Work item: Search the data for the string "photo" and extract every line where it appears.

Dataset content:
**********
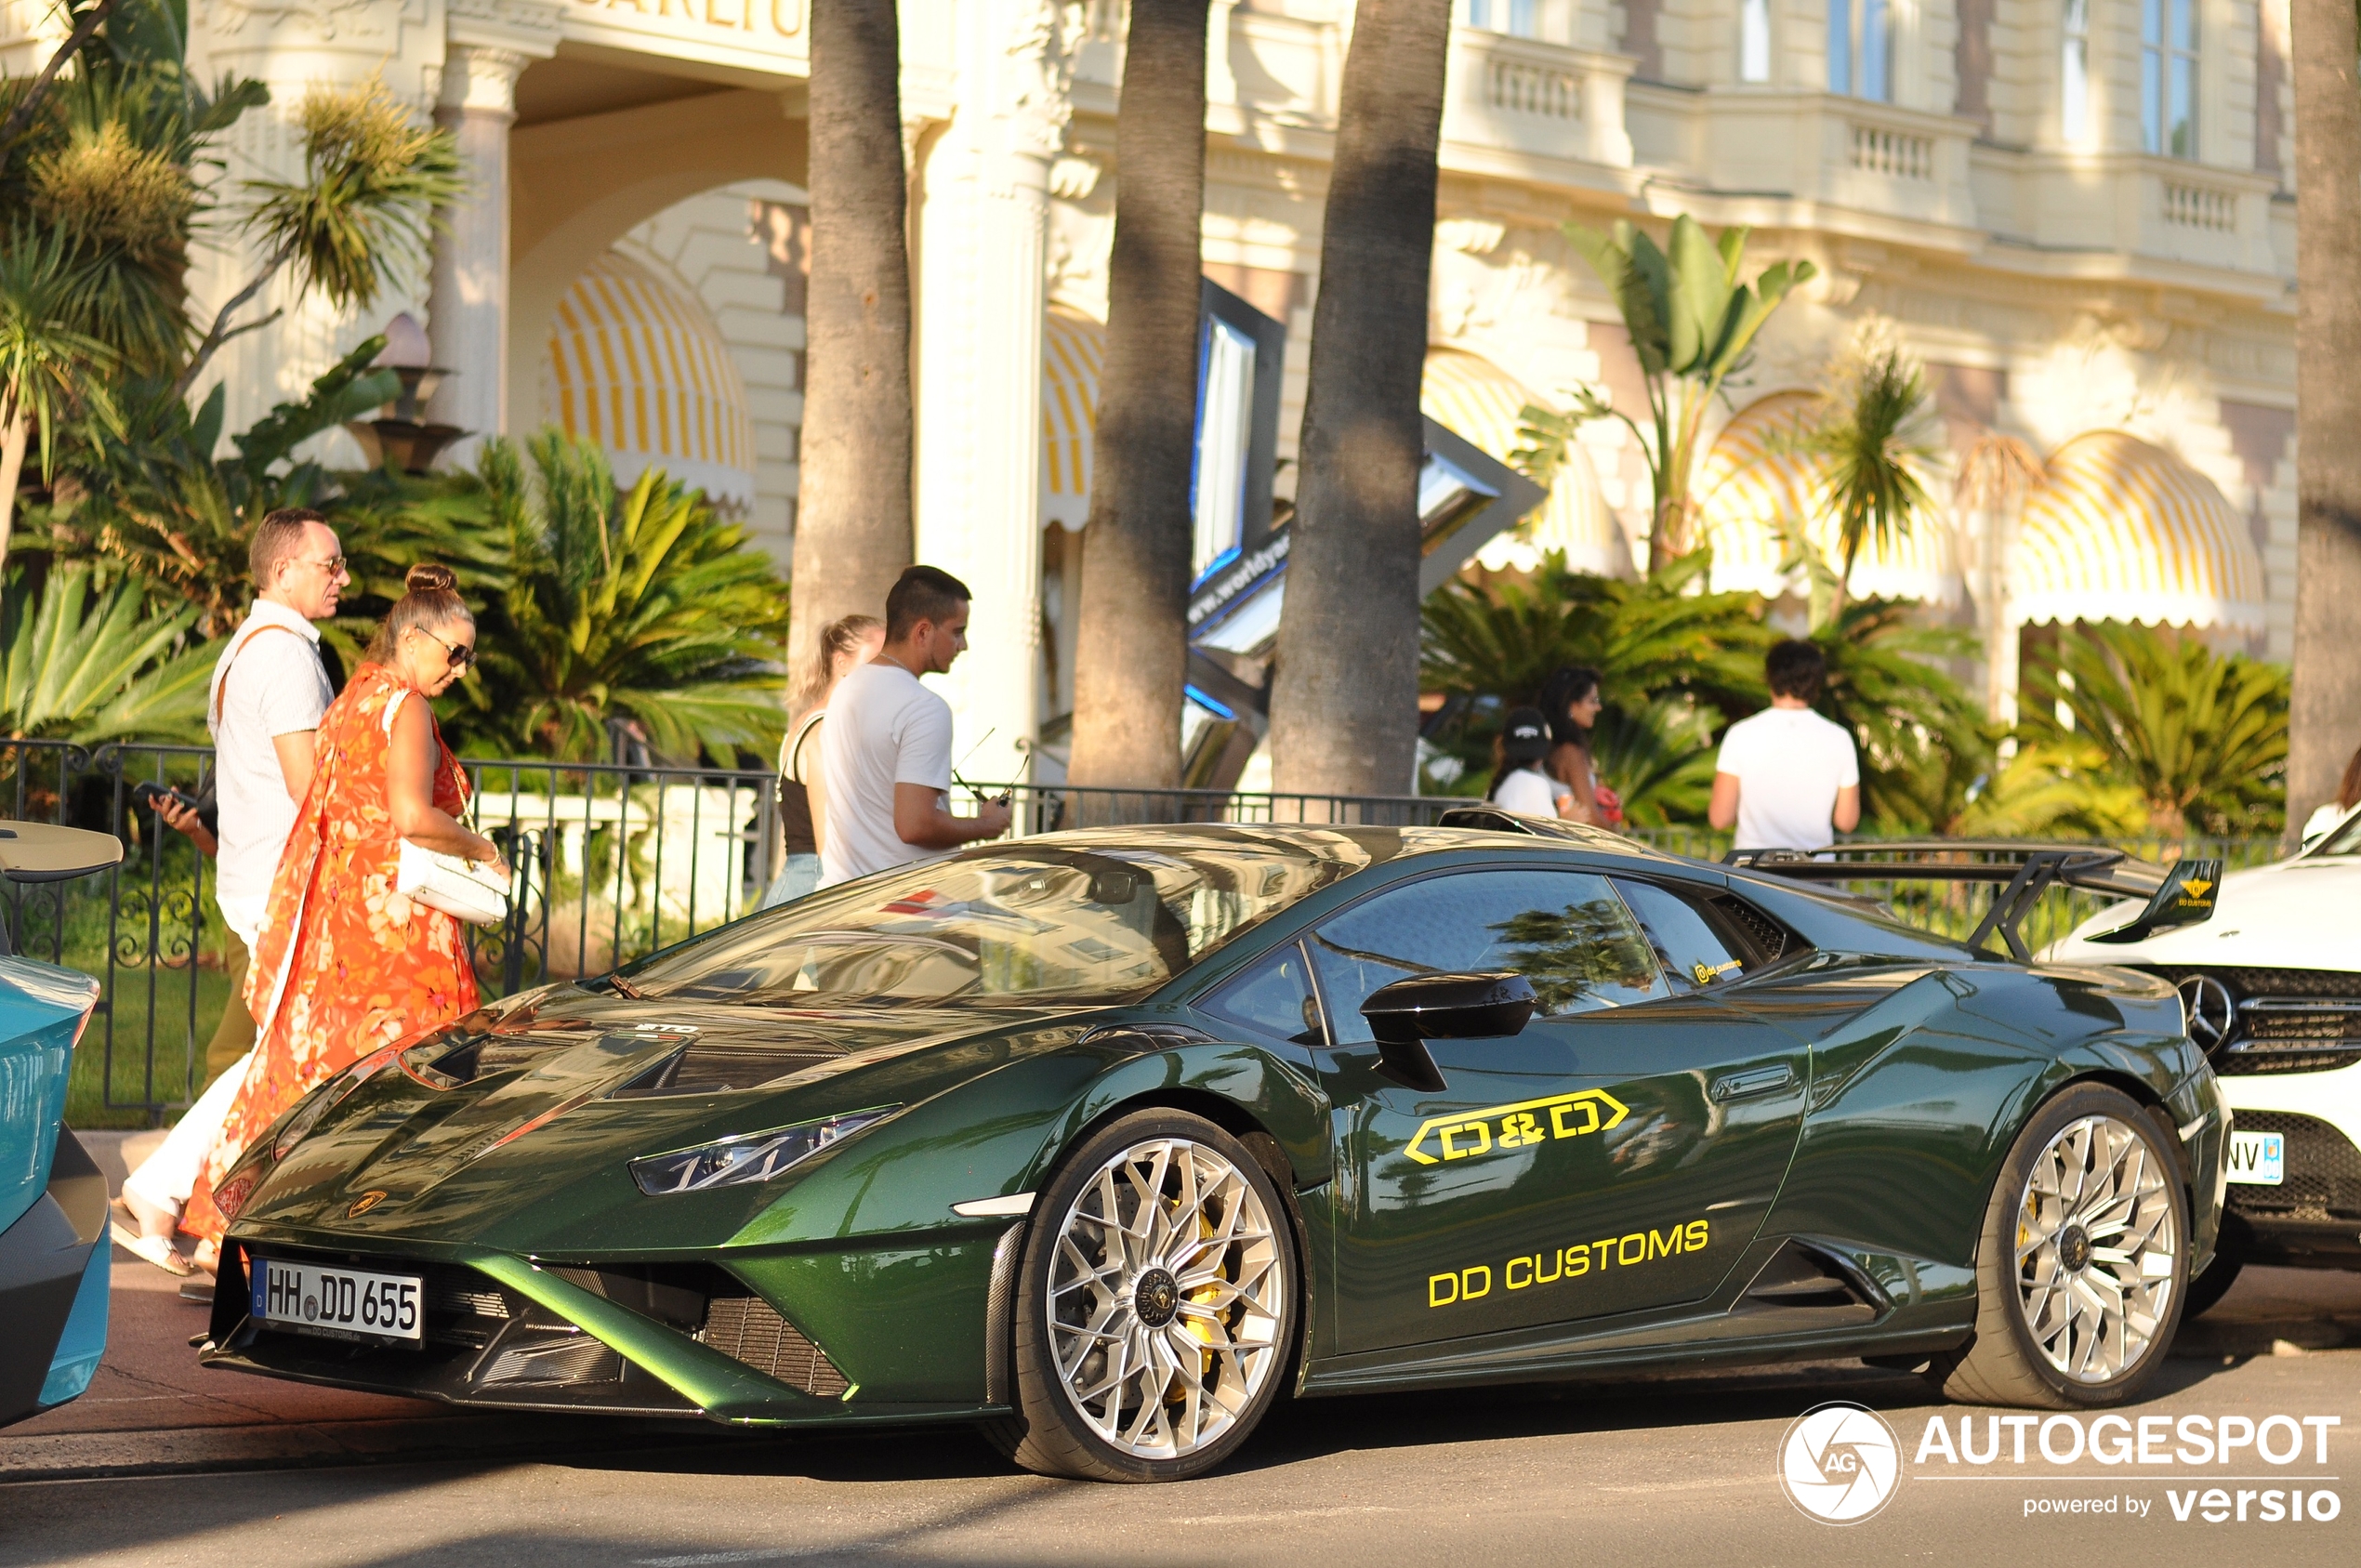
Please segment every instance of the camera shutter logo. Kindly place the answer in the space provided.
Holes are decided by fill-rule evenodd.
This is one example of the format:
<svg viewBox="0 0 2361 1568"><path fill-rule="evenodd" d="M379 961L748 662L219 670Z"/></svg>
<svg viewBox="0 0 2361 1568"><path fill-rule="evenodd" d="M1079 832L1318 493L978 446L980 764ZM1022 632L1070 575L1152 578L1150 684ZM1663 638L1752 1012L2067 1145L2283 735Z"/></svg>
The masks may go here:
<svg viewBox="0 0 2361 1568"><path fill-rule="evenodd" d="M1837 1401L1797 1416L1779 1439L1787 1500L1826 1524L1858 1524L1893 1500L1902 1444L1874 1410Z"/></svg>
**********
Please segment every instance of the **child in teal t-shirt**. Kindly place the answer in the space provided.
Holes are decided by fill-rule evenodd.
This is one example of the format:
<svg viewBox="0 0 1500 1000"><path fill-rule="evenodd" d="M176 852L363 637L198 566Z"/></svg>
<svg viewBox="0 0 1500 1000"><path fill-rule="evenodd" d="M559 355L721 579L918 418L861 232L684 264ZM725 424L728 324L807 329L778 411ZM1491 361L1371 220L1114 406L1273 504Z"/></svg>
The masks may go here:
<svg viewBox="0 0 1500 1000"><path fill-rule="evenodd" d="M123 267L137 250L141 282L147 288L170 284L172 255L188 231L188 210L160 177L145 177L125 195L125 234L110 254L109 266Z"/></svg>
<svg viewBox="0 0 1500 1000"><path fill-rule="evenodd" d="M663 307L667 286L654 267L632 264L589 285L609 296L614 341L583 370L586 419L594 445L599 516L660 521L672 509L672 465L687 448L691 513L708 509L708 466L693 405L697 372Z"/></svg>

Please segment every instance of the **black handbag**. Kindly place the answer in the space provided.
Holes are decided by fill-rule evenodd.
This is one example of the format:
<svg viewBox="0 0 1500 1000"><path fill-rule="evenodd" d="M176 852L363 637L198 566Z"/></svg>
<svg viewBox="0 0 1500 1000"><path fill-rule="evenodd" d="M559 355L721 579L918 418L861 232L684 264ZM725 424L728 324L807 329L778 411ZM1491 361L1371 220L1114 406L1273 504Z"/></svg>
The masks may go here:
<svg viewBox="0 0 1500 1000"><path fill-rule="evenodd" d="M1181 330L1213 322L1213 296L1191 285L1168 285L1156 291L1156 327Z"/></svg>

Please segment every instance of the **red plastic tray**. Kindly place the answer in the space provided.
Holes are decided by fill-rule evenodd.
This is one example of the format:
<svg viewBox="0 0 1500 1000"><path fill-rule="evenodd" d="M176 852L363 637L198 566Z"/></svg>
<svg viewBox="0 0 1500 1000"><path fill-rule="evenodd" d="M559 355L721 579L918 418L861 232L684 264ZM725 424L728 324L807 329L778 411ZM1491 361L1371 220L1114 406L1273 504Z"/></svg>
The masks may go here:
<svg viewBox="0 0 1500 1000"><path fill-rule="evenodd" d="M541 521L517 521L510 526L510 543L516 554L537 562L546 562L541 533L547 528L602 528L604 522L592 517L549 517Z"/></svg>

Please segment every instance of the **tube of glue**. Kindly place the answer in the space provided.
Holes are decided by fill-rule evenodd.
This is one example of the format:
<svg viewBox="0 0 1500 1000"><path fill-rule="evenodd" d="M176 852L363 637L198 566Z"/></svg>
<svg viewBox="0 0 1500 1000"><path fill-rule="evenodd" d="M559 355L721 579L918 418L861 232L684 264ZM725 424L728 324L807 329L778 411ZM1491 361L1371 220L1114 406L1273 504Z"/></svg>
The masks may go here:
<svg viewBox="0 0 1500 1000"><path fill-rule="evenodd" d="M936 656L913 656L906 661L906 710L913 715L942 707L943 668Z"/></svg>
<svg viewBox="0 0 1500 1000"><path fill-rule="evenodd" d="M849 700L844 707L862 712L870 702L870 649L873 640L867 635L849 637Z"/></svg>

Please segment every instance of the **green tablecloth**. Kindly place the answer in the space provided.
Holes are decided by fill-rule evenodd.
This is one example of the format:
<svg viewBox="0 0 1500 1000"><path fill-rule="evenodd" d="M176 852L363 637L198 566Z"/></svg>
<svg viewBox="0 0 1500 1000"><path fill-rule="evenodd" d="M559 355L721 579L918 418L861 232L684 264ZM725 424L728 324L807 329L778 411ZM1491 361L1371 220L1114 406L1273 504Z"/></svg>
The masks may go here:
**********
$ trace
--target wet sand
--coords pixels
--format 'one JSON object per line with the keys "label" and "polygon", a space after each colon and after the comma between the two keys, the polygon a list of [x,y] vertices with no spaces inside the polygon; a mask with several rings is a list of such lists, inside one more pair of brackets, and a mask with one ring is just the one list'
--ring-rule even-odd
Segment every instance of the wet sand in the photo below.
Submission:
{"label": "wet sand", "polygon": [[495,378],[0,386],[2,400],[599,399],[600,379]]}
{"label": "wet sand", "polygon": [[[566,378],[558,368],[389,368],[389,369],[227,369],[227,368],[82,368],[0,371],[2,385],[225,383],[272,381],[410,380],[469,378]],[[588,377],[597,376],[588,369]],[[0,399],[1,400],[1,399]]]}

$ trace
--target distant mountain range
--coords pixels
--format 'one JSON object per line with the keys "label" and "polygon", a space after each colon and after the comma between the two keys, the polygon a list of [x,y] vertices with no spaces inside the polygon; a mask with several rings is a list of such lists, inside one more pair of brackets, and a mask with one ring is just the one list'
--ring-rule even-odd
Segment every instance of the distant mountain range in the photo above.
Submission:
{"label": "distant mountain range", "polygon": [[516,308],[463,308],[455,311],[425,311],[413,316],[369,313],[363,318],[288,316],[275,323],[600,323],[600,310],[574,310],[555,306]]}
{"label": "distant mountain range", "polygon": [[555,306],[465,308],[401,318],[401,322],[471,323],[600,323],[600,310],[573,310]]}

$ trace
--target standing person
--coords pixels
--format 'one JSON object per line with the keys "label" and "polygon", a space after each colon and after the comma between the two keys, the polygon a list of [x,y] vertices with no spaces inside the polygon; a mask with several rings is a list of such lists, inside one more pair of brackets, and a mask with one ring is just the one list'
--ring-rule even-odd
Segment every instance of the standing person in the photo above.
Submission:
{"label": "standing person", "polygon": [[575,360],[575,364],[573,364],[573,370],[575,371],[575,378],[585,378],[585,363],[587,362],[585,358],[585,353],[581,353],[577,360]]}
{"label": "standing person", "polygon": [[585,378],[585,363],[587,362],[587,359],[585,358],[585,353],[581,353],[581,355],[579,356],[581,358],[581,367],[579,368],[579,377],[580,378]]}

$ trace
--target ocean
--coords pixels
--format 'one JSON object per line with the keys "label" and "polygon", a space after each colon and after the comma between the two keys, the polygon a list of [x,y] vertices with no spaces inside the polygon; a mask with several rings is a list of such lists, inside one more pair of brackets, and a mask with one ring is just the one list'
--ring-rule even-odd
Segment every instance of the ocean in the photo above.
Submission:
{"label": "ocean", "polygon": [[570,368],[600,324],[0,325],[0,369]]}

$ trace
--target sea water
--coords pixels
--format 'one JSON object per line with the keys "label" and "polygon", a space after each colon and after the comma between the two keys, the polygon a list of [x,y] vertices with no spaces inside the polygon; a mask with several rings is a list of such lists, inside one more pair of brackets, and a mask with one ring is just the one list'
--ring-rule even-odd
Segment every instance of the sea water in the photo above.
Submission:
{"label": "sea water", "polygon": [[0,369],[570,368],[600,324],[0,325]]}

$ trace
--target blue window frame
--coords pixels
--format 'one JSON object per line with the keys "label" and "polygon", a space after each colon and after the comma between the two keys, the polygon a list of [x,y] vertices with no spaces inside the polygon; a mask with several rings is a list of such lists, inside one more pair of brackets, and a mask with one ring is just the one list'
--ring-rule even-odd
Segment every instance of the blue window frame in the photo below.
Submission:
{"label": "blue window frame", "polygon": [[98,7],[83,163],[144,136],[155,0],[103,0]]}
**********
Answer section:
Segment every instance of the wet sand in the photo below.
Segment every instance of the distant mountain range in the photo above.
Segment every instance of the standing person in the photo above.
Segment every instance of the ocean in the photo above.
Segment every instance of the sea water in the photo above.
Segment every instance of the blue window frame in the photo below.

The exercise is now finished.